**What you will do**
Please present the lines of the listing below, from the line holding "FIND: weathered metal surface" through the line holding "column 549, row 395", inclusive, as a Markdown table with columns No. and Text. Leave out any blank lines.

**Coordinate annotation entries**
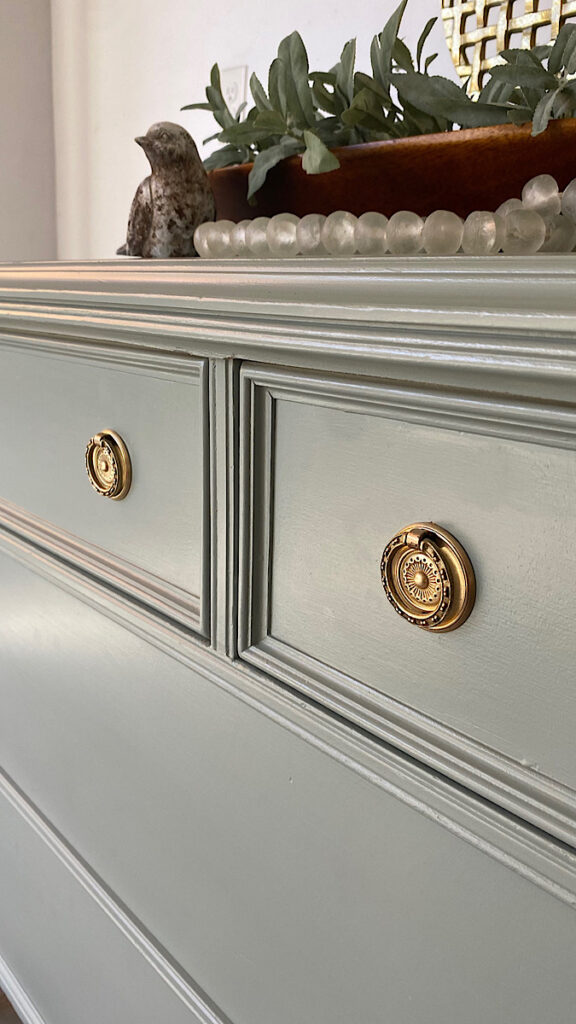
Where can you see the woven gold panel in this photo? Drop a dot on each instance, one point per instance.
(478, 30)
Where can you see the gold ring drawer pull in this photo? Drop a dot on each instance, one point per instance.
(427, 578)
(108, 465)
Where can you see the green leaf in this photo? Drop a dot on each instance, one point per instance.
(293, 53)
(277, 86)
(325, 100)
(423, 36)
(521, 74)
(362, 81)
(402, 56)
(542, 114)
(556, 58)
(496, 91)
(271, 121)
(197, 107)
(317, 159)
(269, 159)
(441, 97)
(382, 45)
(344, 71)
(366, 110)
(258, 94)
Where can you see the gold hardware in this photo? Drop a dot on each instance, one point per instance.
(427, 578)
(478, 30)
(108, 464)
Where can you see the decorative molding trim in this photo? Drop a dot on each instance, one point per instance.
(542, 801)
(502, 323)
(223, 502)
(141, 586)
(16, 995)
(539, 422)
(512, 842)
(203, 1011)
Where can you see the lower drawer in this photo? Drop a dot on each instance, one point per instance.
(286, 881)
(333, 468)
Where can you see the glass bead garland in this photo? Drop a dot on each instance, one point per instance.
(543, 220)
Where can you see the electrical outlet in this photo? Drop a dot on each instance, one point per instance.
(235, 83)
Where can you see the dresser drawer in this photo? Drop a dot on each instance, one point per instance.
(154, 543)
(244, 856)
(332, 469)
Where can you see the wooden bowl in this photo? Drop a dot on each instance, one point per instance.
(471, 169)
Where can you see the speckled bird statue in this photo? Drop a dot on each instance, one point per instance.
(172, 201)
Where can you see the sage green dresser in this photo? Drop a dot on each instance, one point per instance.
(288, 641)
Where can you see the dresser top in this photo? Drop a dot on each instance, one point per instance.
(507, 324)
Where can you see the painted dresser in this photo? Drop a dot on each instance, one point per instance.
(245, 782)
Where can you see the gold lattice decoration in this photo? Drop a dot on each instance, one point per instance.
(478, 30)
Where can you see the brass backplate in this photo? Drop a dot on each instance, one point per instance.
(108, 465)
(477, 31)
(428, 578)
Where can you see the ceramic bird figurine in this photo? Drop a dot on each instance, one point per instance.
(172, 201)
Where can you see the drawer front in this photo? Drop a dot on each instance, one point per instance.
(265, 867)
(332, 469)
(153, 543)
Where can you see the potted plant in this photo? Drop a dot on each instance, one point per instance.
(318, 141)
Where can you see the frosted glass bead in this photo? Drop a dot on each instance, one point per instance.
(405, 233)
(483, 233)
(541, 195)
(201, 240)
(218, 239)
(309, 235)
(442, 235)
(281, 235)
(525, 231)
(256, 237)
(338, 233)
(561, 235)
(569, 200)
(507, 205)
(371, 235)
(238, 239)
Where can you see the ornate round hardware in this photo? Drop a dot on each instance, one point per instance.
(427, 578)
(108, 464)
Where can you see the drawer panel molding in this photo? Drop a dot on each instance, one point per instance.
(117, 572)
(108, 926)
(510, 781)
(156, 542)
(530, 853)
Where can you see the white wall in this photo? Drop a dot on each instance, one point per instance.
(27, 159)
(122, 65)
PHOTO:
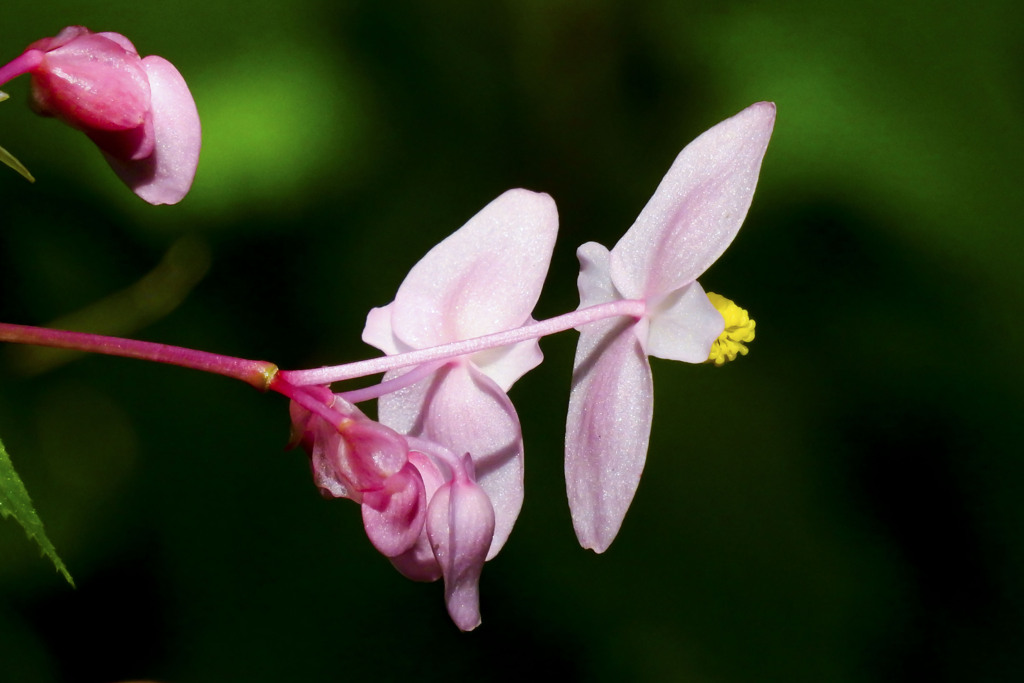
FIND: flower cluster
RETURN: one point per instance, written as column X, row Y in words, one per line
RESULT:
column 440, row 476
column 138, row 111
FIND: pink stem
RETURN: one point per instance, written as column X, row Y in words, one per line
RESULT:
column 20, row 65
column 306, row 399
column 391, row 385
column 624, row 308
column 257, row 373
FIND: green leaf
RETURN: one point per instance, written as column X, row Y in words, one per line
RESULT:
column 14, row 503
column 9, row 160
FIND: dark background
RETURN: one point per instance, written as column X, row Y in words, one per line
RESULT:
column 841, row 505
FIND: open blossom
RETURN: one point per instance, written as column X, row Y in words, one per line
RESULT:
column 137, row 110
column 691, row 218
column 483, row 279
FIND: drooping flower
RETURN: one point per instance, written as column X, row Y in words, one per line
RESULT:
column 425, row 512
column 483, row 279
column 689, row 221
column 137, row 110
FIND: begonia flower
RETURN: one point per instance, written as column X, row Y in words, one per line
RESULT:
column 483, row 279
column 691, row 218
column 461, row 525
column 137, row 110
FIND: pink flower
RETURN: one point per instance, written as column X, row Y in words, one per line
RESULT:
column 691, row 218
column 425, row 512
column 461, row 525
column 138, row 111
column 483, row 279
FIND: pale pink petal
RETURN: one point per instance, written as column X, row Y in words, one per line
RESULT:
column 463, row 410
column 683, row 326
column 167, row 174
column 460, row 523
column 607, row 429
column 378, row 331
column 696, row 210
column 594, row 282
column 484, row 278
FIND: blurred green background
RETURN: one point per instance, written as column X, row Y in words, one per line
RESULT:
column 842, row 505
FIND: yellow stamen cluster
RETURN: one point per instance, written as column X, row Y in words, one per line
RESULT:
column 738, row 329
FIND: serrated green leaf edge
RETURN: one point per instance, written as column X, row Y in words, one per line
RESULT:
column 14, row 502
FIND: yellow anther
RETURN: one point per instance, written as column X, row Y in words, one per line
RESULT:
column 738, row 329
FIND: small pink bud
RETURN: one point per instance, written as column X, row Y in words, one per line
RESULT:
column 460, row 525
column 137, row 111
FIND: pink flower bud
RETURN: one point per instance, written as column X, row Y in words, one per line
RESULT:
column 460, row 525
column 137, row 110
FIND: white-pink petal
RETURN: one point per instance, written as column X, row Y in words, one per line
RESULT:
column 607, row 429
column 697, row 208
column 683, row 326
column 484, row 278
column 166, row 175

==

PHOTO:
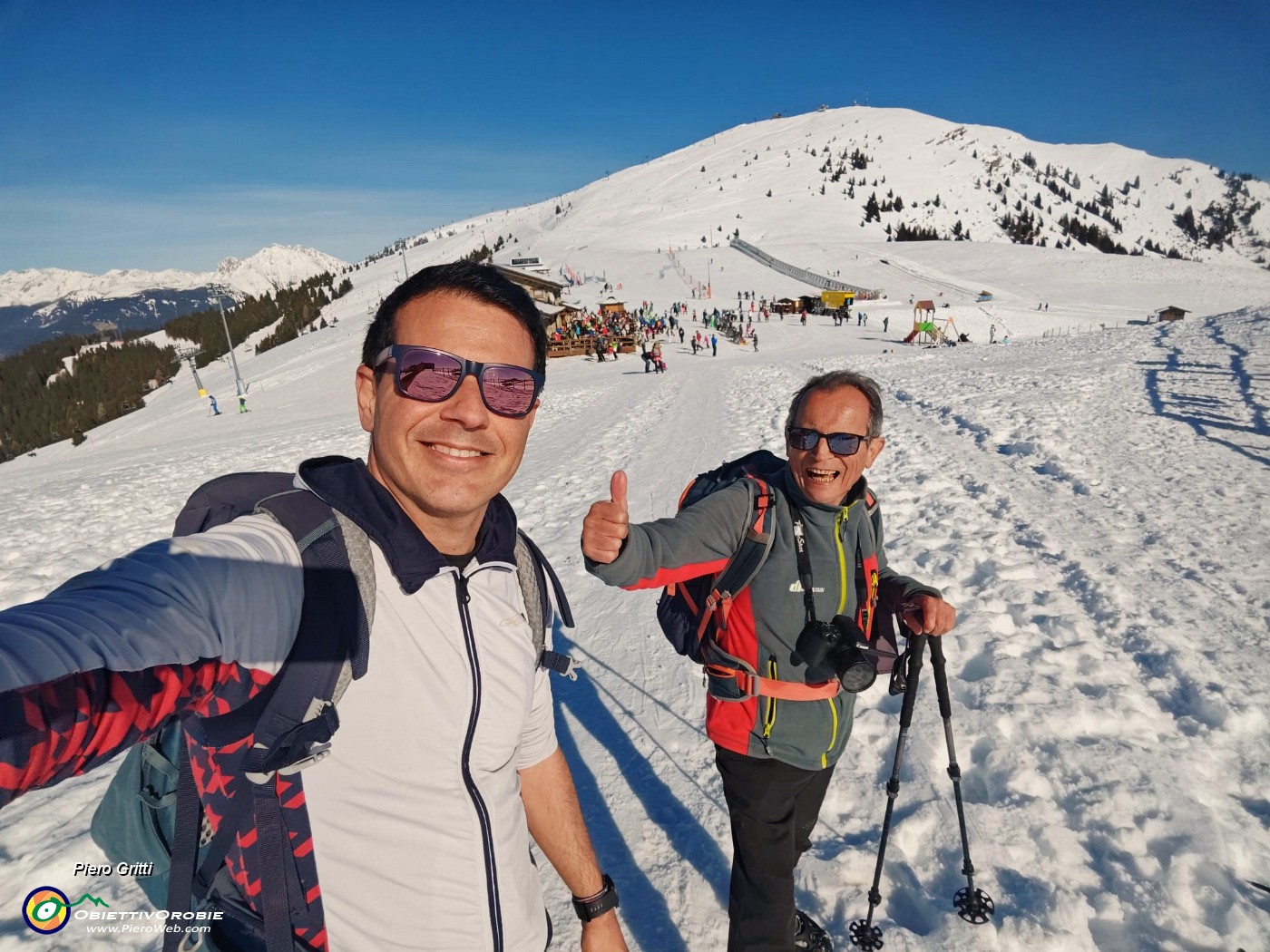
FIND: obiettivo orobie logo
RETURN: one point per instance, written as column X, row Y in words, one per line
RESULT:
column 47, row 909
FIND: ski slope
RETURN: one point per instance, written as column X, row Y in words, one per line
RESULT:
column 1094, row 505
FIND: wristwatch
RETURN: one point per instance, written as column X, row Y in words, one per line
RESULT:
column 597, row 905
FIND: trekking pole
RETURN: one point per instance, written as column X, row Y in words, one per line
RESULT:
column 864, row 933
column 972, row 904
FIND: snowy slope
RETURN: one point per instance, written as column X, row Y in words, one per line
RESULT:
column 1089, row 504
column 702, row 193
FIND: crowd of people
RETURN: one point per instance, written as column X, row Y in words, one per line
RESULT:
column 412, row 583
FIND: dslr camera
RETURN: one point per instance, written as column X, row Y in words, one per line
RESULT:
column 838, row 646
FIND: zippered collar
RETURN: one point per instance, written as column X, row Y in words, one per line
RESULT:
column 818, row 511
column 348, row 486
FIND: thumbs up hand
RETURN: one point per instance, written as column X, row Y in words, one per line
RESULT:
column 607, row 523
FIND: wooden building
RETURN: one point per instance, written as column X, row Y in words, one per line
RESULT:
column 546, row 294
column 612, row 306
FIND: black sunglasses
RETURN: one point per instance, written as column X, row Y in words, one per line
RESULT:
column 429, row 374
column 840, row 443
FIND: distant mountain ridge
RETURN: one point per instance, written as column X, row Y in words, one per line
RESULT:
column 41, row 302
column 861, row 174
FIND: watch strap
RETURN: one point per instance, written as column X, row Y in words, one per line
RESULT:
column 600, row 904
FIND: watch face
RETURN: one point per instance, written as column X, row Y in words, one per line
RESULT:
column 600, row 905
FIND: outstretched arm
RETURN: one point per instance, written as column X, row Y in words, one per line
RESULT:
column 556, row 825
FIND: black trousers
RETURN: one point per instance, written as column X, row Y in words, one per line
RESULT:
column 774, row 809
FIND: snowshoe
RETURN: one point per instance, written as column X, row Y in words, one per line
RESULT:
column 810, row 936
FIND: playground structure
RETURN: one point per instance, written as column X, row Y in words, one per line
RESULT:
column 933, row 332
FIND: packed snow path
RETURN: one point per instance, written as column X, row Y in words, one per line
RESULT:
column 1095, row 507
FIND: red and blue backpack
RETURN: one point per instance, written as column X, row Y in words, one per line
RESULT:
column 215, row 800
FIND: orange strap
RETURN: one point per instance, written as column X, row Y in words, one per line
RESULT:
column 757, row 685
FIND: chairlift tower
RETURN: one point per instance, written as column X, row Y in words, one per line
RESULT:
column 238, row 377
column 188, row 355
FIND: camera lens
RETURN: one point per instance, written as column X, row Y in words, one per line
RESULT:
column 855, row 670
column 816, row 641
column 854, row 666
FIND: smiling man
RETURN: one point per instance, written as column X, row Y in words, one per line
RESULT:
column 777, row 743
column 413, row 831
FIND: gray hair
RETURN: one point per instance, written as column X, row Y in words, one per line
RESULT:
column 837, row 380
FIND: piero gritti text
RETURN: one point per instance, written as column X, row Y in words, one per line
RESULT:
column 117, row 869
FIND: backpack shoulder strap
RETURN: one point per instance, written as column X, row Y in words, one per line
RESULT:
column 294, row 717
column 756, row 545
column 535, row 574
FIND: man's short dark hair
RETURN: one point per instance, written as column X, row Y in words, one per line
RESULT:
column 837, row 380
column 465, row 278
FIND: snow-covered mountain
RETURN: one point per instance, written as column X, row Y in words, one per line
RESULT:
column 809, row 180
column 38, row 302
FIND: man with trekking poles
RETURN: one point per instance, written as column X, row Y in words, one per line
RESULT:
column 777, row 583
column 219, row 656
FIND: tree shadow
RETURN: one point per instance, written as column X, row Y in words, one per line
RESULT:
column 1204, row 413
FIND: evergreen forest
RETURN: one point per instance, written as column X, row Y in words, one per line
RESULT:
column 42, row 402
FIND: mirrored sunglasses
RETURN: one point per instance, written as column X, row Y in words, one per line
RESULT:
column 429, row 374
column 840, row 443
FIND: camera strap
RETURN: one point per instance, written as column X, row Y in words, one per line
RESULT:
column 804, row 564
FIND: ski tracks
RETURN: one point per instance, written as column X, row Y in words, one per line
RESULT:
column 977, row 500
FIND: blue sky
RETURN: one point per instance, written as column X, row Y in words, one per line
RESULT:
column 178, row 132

* * *

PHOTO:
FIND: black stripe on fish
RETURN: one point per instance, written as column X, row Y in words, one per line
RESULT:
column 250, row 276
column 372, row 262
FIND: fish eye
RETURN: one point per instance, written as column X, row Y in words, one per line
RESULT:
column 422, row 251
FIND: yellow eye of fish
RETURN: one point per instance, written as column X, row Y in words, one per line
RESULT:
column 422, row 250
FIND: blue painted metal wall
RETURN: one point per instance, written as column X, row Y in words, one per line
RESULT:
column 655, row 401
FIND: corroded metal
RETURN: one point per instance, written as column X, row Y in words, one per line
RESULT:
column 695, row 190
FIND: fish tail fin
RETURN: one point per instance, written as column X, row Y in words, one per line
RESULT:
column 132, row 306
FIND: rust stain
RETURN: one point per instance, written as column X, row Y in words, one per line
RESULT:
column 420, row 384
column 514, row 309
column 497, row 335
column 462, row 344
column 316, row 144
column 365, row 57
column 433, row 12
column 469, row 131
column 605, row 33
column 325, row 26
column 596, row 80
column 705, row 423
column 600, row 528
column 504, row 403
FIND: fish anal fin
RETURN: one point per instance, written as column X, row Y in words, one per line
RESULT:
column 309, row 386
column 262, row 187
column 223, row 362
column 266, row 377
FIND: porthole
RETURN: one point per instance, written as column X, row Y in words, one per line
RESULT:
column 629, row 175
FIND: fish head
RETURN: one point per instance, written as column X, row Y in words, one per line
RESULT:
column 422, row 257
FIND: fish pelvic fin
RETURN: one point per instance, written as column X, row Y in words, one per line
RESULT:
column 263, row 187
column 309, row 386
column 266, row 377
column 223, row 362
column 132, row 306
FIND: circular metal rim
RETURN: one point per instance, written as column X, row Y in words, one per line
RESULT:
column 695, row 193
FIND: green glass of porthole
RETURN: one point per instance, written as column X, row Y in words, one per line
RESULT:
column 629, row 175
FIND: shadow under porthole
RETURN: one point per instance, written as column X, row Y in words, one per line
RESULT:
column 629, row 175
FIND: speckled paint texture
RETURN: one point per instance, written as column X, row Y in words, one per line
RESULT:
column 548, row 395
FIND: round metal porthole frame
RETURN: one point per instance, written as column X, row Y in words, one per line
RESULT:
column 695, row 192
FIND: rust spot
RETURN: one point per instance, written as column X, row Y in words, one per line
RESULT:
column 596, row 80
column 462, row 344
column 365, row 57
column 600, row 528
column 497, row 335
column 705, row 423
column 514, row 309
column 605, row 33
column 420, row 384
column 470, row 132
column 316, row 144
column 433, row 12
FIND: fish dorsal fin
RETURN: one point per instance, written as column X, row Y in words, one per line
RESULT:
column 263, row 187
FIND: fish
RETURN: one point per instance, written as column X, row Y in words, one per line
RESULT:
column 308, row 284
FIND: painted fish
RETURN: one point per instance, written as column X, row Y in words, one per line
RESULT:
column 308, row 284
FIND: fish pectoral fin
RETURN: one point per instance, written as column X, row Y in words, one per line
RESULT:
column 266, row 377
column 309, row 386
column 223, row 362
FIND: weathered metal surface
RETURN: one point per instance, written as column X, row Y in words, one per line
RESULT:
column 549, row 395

**Result of this task**
| No. | Text |
|---|---|
| 1 | FIND: weathered metal surface |
| 2 | RETURN: one point per instance, written as column X, row Y in words, one per line |
| 3 | RESULT: |
| 4 | column 549, row 395 |